■ PROMPT:
Rewrite the listing below with every "instance" changed to "object" and everything else left as it is. Omit the pictures.
* * *
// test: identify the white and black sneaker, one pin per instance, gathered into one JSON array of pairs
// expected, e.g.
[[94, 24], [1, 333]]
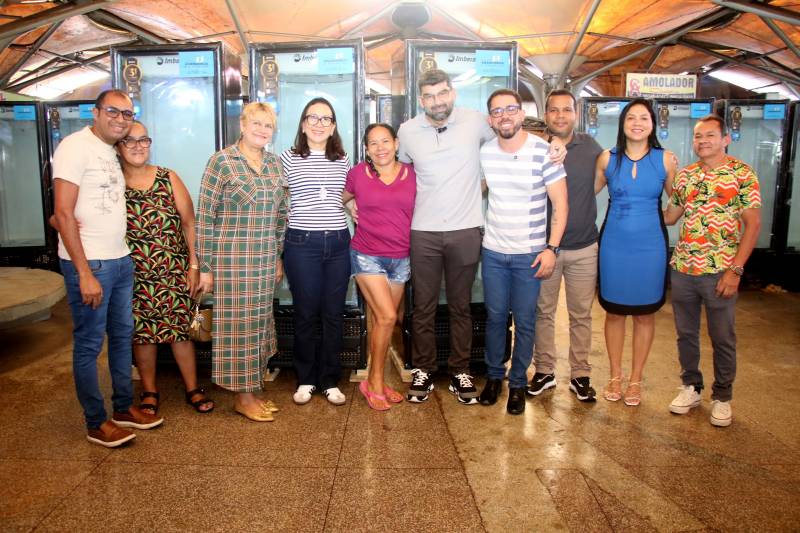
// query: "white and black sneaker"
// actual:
[[461, 385], [540, 383], [582, 387], [421, 386]]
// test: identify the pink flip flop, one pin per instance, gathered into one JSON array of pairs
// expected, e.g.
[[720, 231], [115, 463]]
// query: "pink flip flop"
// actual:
[[371, 397], [392, 395]]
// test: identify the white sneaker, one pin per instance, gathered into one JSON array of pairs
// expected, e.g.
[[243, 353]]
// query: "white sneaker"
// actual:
[[334, 395], [303, 394], [721, 413], [685, 400]]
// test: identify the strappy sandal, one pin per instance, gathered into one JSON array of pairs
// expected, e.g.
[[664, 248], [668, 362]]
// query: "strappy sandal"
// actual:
[[373, 400], [150, 408], [392, 395], [197, 403], [610, 394], [633, 398]]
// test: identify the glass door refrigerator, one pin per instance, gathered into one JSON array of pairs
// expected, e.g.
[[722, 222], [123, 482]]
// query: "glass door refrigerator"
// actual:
[[287, 76], [600, 119], [23, 238], [179, 93], [476, 69], [759, 132], [676, 118]]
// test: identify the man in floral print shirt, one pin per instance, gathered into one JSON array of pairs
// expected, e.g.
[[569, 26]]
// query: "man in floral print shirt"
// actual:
[[720, 201]]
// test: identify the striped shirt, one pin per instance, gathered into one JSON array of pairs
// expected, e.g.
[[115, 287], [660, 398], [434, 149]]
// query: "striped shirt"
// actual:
[[315, 190], [516, 221]]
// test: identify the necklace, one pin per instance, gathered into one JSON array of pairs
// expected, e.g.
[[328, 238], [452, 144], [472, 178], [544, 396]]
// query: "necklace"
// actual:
[[634, 170]]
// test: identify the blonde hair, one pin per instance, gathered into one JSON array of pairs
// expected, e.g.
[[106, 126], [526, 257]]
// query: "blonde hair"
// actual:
[[253, 108]]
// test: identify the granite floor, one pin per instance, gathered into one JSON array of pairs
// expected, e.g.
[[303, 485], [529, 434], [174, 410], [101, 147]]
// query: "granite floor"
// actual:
[[439, 466]]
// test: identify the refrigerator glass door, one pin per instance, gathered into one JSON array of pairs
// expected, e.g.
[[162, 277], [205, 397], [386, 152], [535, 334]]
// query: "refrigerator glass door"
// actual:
[[21, 211], [759, 143], [179, 108]]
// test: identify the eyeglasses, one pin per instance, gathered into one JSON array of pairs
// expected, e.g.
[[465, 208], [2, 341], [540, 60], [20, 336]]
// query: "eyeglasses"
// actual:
[[313, 120], [509, 110], [113, 112], [441, 95], [143, 142]]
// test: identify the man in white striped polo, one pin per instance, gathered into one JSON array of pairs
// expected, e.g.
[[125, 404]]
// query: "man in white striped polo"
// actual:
[[516, 253]]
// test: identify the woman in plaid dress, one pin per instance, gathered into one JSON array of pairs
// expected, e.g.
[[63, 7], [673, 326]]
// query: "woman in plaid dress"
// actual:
[[241, 221]]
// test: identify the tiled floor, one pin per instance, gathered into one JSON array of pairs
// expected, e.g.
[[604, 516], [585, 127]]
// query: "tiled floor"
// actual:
[[439, 466]]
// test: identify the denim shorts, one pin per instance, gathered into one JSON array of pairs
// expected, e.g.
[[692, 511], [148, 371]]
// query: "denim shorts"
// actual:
[[395, 270]]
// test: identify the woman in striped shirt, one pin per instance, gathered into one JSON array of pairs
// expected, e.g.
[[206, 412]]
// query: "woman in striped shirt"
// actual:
[[316, 254]]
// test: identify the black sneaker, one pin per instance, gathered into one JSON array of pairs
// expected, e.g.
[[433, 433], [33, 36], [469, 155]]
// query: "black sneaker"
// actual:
[[461, 385], [582, 388], [421, 386], [540, 383]]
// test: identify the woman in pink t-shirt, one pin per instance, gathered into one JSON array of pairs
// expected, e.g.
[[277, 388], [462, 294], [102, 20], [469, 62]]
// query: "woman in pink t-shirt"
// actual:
[[384, 190]]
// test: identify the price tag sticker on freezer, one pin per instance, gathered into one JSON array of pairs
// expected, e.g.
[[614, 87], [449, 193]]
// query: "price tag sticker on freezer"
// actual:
[[492, 62], [196, 64], [774, 111], [24, 112], [699, 109], [85, 111], [335, 61]]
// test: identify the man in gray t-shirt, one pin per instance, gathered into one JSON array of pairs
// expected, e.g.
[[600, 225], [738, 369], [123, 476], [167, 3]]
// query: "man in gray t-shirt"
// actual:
[[444, 144], [577, 262]]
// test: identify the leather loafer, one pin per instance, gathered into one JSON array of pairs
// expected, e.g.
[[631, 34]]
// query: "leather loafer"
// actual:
* * *
■ TASK SOLUTION:
// test: identify the white and black sneaker, one pin per object, gathered into one JSON array of pairs
// expected, e.g.
[[94, 24], [1, 333]]
// query: "white and black sneaker"
// actual:
[[461, 385], [540, 383], [582, 387], [421, 386]]
// test: identify the pink flip flop, one pin per object, gathered into one JSON array of pairs
// expected, e.g.
[[720, 231], [115, 463]]
// query: "pink flip flop"
// actual:
[[371, 397], [392, 395]]
// test: identify the white sneaker, one pin per object, gathered into one JSON array of pairs
// expected, e.g.
[[243, 353]]
// query: "white sneaker"
// actual:
[[334, 395], [303, 394], [721, 413], [685, 400]]
// test: identify the strappy sandal, one pin per object, gathered into one JSON array of pairs
// expected, e.g.
[[664, 248], [668, 362]]
// query: "strappy sandal"
// actual:
[[373, 400], [150, 408], [392, 395], [197, 403], [610, 394], [633, 398]]
// test: identify the glass door refrigerator, one pin per object, gathered into one JSON array of pairs
// expected, e.g.
[[722, 222], [123, 482]]
// query: "glass door refrigerator"
// actual:
[[287, 76], [600, 119], [23, 238], [179, 93], [476, 69], [759, 132], [676, 118]]
// test: identify the man in floral print shirt, one pin per object, gathered into one JSON array of pairs
// expected, e.g.
[[569, 26]]
// query: "man in floral print shirt"
// actual:
[[720, 201]]
// test: identify the striped shirt, one pin per object, gathered into one JSON array of pairs
// expected, e.g.
[[115, 287], [660, 398], [434, 149]]
// query: "striped shirt"
// actual:
[[315, 190], [516, 221]]
// test: identify the necklace, one pin per object, gathered into one JSON array of pairs
// expected, e.g.
[[328, 238], [452, 144], [472, 178], [544, 396]]
// query: "necklace"
// actual:
[[634, 170]]
// test: identify the blonde hair, one pin per object, gathered into one JSON array of pairs
// expected, e.g.
[[106, 126], [526, 257]]
// query: "blonde hair"
// actual:
[[253, 108]]
// test: identify the granite floor, one pin per object, gathered into one JSON array of pairs
// expected, e.g.
[[303, 485], [529, 434], [174, 410], [101, 147]]
// query: "granite floor"
// actual:
[[439, 466]]
// test: identify the refrigerator glass door, one pin per object, gathered into one JSON array of pairs
// expected, e.g.
[[162, 277], [205, 397], [386, 152], [535, 334]]
// query: "refrigerator glass door"
// actual:
[[21, 211], [759, 143], [179, 108]]
// test: identify the eyeglasses, one pin per object, gathered into one JSON array of pairs
// expected, e.g.
[[465, 208], [2, 341], [540, 60], [20, 336]]
// query: "eyeglasses"
// actual:
[[313, 120], [509, 110], [113, 112], [441, 95], [143, 142]]
// test: identify the man in white striped polo, one pin per object, gathered into one JSON array of pairs
// expected, e.g.
[[125, 404]]
// query: "man in white striped polo"
// actual:
[[516, 253]]
// test: identify the woman in plaid dress, one pin per object, gathered into one JSON array of pairs
// expected, e.g.
[[63, 7], [673, 326]]
// query: "woman in plaid dress"
// actual:
[[241, 221]]
// test: identify the tiled floor, one pin per object, gathered into one JSON array of pairs
// expected, e.g.
[[604, 516], [585, 127]]
// query: "tiled floor"
// actual:
[[439, 466]]
// test: identify the denim shorts, one pin per object, gathered into one JSON array of pairs
// expected, e.g.
[[692, 511], [148, 371]]
// query: "denim shorts"
// actual:
[[395, 270]]
// test: identify the woman in striped shirt, one pin per object, gathered into one JSON array of pairs
// expected, e.g.
[[206, 412]]
// query: "woman in striped shirt"
// actual:
[[316, 254]]
// test: identify the black sneaker, one pin per object, gathered into one JSON array of pairs
// expected, e.g.
[[433, 433], [33, 36], [469, 155]]
// query: "black sneaker"
// actual:
[[461, 385], [582, 388], [421, 386], [540, 383]]
// test: identify the woman in pink t-shirt, one pin per object, gathered into one JSON array of pairs
// expected, e.g.
[[277, 388], [462, 294], [102, 20], [469, 62]]
// query: "woman in pink t-shirt"
// actual:
[[384, 190]]
// test: identify the price tag sticker on freezer, one pin per object, gathered into one JSON array of pairs
// expected, e.g.
[[614, 87], [449, 193]]
// query: "price tag sticker on freezer"
// actual:
[[492, 62], [196, 64], [774, 111], [24, 112], [699, 109], [85, 111], [335, 61]]
// test: identify the man in gray t-shirt, one pin per object, gathered into one JSON array of pairs
// expected, e.g.
[[600, 225], [738, 369], [123, 476], [167, 3]]
// query: "man in gray t-shirt"
// actual:
[[444, 144], [577, 262]]
// test: identify the leather loafer, one pin per object, gathered into one JSON array of pairs
// expected, e.g.
[[631, 34]]
// query: "leather loafer"
// actual:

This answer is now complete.